━━ Excerpt provided ━━
While many smokers wish to quit, currently available cessation aids do not help much. There are agonists or antagonists targeting brain receptors involved in nicotine dependence, yet, centrally, these medicines have a variety of side effects.

We are pursuing antibody-based strategies to aid smokers’ efforts to quit. We are working on a nicotine vaccine to stimulate the immune system to identify nicotine as a foreign invader, eliciting antibodies that stop nicotine from activating the brain’s reward system.

Nicotine vaccines have advanced to clinical trials; however, their failure has made some question the value of vaccines against drugs of abuse.

We have recently published a paper providing clues as to why other nicotine vaccines failed and how to remedy the failure. We have shown that the nicotine vaccine that advanced the furthest before failure was composed of enantioimpure antigens.
━━━
━━ Provided material ━━
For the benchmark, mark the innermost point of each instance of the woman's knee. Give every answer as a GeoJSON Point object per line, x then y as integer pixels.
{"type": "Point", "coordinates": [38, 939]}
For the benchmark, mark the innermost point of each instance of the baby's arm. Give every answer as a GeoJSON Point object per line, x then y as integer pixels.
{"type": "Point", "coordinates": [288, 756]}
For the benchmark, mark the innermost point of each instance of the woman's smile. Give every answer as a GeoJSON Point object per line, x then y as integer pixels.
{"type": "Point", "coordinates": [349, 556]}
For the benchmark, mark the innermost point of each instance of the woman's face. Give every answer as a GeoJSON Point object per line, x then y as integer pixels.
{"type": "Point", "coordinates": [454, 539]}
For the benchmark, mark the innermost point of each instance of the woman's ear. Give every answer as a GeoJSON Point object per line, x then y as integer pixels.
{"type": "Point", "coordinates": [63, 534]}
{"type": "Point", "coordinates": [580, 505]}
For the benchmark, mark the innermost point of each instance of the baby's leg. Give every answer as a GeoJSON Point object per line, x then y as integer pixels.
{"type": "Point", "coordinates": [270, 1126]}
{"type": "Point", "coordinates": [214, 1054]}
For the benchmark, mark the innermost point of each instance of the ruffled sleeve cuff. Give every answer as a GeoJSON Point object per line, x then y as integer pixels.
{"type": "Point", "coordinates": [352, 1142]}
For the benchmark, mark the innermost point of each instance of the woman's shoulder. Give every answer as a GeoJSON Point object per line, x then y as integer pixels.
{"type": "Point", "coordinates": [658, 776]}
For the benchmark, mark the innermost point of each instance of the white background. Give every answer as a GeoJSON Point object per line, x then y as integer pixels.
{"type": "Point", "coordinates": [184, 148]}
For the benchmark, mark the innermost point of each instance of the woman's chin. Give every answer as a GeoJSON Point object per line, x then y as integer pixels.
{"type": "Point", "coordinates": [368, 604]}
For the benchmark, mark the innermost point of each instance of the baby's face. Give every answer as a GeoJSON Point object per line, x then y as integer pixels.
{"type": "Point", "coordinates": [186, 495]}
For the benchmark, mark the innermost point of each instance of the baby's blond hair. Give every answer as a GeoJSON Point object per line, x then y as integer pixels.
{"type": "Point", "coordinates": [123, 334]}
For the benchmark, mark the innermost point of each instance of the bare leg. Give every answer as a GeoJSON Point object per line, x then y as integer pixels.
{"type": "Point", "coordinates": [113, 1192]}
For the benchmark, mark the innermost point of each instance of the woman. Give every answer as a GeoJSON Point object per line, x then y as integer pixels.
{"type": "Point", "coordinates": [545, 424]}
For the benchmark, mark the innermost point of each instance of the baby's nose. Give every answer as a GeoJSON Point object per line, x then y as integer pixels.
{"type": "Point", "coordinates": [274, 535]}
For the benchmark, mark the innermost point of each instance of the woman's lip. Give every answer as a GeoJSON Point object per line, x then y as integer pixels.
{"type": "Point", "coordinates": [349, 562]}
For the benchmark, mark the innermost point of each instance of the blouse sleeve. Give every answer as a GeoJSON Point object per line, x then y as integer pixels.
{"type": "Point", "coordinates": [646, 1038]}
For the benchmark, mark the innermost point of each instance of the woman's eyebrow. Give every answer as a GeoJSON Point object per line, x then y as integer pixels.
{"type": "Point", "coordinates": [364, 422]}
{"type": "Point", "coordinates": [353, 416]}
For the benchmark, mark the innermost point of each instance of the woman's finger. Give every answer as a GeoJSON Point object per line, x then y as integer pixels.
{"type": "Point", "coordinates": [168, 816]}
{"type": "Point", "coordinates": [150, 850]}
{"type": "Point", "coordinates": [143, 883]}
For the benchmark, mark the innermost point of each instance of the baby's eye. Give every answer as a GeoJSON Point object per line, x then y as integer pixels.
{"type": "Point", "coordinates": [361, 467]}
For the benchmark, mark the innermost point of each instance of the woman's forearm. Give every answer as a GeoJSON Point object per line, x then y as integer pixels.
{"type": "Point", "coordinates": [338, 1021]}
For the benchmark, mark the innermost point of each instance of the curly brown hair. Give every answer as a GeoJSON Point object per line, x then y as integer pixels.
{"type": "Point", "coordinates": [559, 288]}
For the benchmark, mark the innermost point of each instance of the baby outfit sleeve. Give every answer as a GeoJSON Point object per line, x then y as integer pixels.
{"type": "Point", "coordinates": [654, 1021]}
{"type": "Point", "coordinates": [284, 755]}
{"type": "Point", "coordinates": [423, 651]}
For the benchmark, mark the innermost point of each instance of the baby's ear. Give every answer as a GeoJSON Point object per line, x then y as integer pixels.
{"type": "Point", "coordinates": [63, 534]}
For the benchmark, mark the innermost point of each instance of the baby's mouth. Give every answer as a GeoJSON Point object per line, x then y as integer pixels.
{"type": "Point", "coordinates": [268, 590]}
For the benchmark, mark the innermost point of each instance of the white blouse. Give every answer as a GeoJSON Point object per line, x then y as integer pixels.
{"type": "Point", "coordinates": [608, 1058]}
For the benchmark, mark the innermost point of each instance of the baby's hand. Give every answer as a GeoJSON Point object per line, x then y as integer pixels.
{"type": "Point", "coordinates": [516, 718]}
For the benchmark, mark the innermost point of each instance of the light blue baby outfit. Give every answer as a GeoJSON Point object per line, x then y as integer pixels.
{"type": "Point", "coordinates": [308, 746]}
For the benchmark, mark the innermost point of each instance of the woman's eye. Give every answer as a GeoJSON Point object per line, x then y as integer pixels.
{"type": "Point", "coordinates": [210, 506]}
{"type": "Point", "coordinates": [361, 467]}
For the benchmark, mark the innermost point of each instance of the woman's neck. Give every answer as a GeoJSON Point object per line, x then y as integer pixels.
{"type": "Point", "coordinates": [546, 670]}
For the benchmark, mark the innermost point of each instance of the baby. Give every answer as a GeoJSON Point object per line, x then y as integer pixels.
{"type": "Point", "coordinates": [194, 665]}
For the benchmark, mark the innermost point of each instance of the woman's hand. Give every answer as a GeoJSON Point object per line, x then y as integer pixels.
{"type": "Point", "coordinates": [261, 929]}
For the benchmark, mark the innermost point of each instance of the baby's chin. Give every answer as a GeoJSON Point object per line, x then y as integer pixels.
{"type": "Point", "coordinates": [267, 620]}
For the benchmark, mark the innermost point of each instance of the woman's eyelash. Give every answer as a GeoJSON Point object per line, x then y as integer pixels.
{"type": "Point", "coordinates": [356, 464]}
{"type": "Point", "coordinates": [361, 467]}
━━━
Task list –
a) Answer these from the passage on nicotine vaccines:
(i) What are the antibodies elicited by the vaccine meant to stop nicotine from doing?
(ii) How far did nicotine vaccines advance before they failed?
(iii) What was the nicotine vaccine that went furthest before failure composed of?
b) Resume the passage on nicotine vaccines after its final sentence.

Answers by item –
a)
(i) Activating the brain's reward system.
(ii) To clinical trials.
(iii) Enantioimpure antigens.

b)
In other words, nicotine consists of mirror-image left- and right-handed molecules. The left hand, so to speak, is the most abundant form in tobacco products, so it is only logical to make a vaccine that interacts with only the left hand, rather than both hands.

The failed vaccine was to both hands, and we think that led to its ultimate demise. In our recent study, we created a vaccine to only left-handed molecules, and it elicited significant numbers of antibodies in animal models.

This new work demonstrates that the notion of vaccines to treat many drugs of abuse, from nicotine to cocaine and heroin, is still valid if one appreciates and follows guideposts that have been known for nearly a century.